## Texte présenté
──────

Ce style figuré ne vaut certes pas la chanson du roi Henri ; il exprime cependant une passion plus sincère que celle d’Oronte. Le Sicilien est parfaitement capable, — non de se tuer ; dans ces heureux pays, les suicides sont rares, — mais de balafrer sa maîtresse et de poignarder son rival. Le sang lui monte vite à la tête, et le roi Ferdinand disait, non sans raison, que son royaume était en Afrique. Toutefois ce n’est point dans ces chansons, ce n’est pas non plus dans les contes, que les moralistes trouveront des renseignemens sur les amours des Siciliens. Les récits de la Messia et de ses compagnes ne se rapprochent de la réalité que lorsqu’ils tournent en anecdotes comiques ; le peuple n’entend que la féerie ou la pochade, et il veut rire quand il n’est pas ébloui.

──────

## Données enregistrées
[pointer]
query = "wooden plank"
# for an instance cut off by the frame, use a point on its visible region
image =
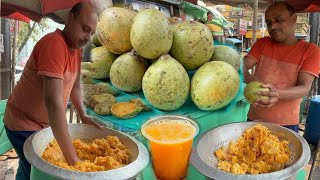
(315, 169)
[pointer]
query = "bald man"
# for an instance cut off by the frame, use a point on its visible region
(50, 78)
(285, 65)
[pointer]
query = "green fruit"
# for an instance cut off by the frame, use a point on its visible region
(113, 29)
(192, 44)
(102, 61)
(166, 84)
(127, 71)
(214, 85)
(226, 54)
(151, 34)
(95, 40)
(125, 110)
(250, 92)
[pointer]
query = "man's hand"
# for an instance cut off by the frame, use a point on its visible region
(88, 120)
(273, 95)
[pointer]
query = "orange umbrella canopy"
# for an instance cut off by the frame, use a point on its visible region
(298, 5)
(35, 10)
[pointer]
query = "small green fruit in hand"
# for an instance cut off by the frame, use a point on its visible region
(250, 92)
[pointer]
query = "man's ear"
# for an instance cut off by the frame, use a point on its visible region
(294, 17)
(69, 18)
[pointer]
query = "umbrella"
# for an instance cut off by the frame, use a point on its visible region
(26, 10)
(298, 5)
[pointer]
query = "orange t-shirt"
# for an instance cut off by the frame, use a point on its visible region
(279, 65)
(26, 110)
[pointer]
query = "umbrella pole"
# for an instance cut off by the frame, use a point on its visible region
(14, 54)
(255, 15)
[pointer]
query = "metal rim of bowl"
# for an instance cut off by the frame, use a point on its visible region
(215, 173)
(173, 117)
(138, 164)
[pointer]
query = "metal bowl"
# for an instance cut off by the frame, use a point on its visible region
(204, 160)
(35, 145)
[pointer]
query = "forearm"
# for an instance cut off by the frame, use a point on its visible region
(76, 99)
(248, 77)
(58, 123)
(292, 93)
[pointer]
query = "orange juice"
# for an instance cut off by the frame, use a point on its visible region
(170, 139)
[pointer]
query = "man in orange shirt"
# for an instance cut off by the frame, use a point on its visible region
(50, 78)
(286, 65)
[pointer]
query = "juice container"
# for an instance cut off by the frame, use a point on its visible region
(170, 139)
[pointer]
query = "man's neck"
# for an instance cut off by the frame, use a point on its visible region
(290, 41)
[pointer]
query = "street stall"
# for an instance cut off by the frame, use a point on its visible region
(125, 90)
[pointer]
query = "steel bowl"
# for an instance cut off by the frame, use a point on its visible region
(36, 144)
(204, 160)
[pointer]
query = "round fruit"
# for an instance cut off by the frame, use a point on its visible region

──────

## Objectif 1
D'après le texte présenté, où le roi Ferdinand disait-il que se trouvait son royaume ?
## Objectif 2
Extrayez du texte présenté, mot pour mot, le passage qui s'ouvre sur les mots contenant "Ce style figuré" et se clôt sur "n’est pas ébloui.".

## Réponse complète 1
En Afrique.

## Réponse complète 2
Ce style figuré ne vaut certes pas la chanson du roi Henri ; il exprime cependant une passion plus sincère que celle d’Oronte. Le Sicilien est parfaitement capable, — non de se tuer ; dans ces heureux pays, les suicides sont rares, — mais de balafrer sa maîtresse et de poignarder son rival. Le sang lui monte vite à la tête, et le roi Ferdinand disait, non sans raison, que son royaume était en Afrique. Toutefois ce n’est point dans ces chansons, ce n’est pas non plus dans les contes, que les moralistes trouveront des renseignemens sur les amours des Siciliens. Les récits de la Messia et de ses compagnes ne se rapprochent de la réalité que lorsqu’ils tournent en anecdotes comiques ; le peuple n’entend que la féerie ou la pochade, et il veut rire quand il n’est pas ébloui.